=== Material provided ===

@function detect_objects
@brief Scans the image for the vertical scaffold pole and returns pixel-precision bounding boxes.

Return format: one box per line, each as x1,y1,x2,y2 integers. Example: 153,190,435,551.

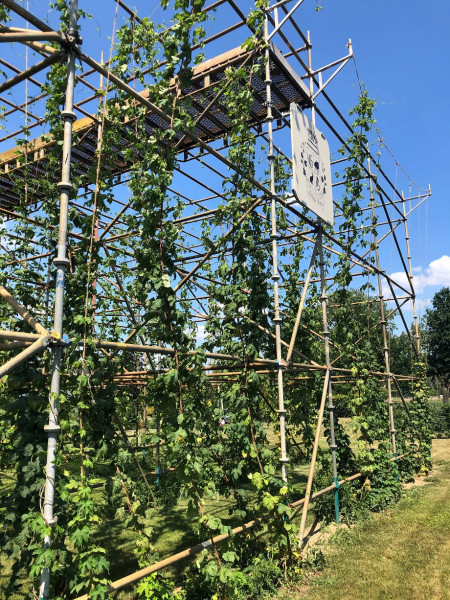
318,223,340,523
402,192,420,356
39,0,78,600
367,158,399,480
264,17,289,481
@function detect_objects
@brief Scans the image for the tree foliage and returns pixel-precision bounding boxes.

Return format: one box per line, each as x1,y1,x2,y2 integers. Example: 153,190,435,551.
425,288,450,402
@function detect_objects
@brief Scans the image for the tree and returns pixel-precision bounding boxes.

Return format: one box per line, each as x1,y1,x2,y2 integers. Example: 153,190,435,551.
426,288,450,402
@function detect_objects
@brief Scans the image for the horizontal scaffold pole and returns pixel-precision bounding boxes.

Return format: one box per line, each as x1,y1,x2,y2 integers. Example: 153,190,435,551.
74,455,404,600
0,336,49,377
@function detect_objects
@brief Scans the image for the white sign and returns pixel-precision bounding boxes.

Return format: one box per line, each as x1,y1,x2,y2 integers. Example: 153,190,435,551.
291,103,334,225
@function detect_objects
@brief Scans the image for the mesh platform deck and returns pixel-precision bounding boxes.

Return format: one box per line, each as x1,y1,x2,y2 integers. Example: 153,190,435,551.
0,45,311,210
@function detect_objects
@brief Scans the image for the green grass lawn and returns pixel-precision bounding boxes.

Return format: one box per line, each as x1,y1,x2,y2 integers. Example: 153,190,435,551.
278,440,450,600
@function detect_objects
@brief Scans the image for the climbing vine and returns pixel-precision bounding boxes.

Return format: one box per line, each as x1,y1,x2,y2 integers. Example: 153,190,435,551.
0,0,431,600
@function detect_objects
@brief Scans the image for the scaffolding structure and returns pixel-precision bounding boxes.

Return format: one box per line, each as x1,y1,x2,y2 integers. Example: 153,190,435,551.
0,0,431,598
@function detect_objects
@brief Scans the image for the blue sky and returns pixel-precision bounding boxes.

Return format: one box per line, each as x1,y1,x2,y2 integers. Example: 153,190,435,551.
300,0,450,322
2,0,450,328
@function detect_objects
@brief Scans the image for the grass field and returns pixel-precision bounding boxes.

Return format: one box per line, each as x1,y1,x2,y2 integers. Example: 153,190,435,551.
0,428,450,600
277,439,450,600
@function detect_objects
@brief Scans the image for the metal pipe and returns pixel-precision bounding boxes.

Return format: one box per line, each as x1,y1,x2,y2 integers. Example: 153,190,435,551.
0,336,49,378
0,0,53,31
367,158,398,477
318,224,340,523
402,193,420,355
0,285,49,336
39,0,78,600
286,238,322,363
0,27,65,43
0,330,41,342
264,16,289,481
298,369,330,548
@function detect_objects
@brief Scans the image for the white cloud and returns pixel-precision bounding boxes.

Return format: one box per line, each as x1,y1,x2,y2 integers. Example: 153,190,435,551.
383,254,450,317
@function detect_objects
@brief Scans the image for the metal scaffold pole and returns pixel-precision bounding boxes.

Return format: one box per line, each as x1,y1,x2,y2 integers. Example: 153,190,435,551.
264,17,289,481
39,0,78,600
318,223,340,523
367,158,398,477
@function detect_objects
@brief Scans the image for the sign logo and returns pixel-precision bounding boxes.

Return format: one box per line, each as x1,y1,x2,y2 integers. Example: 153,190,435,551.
291,104,334,225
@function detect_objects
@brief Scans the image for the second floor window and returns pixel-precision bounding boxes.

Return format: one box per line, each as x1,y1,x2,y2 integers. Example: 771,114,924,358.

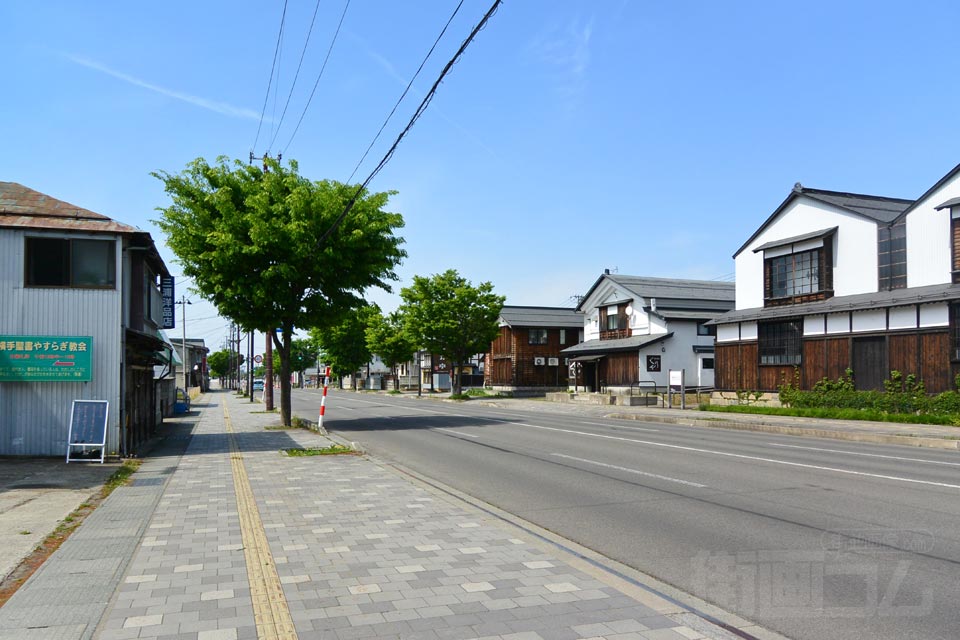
767,249,822,298
527,329,547,344
877,221,907,291
25,238,117,289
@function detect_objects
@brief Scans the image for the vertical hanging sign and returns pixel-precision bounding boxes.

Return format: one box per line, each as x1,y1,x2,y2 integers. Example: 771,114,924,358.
160,276,177,329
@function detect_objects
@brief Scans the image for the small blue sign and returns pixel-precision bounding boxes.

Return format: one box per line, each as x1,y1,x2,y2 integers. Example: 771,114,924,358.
160,276,177,329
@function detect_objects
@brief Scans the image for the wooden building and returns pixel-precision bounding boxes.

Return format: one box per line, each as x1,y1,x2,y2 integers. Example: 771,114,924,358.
716,166,960,392
562,271,734,391
484,305,583,391
0,182,172,456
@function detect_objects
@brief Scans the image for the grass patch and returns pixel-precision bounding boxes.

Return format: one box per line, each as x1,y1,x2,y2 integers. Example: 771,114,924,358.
100,460,142,498
283,444,357,457
0,460,141,607
700,405,960,427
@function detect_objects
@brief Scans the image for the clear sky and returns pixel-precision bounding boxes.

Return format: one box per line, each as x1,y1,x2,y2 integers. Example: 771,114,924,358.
0,0,960,356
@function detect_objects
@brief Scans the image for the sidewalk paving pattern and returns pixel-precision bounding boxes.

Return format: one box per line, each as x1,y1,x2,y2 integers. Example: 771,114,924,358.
0,392,752,640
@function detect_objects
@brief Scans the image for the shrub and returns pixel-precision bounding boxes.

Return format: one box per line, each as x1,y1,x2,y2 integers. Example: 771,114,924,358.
777,369,960,416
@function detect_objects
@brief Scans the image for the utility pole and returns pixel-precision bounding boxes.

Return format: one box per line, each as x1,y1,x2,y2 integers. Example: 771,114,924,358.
247,331,253,402
175,296,193,393
249,151,283,173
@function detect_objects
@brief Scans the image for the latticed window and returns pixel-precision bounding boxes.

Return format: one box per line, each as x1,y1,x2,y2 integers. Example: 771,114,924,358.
527,329,547,344
767,249,821,298
877,222,907,291
757,320,803,365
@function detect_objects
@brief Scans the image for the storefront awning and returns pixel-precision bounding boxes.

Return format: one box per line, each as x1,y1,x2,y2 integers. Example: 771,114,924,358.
570,354,603,362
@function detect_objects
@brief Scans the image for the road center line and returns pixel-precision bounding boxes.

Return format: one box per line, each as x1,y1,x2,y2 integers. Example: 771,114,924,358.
550,453,707,489
767,442,960,467
580,422,660,431
431,427,480,438
507,422,960,489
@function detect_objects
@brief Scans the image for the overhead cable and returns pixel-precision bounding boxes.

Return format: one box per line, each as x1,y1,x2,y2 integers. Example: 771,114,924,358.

===

● Instructions for the task
Please report every line of the data above that contains the word "blue".

● Task response
@brief Scans the image for the blue sky and returns pixel-precision bounding boxes.
@brief Scans the image for the small blue sign and returns pixel-precision bounding boxes.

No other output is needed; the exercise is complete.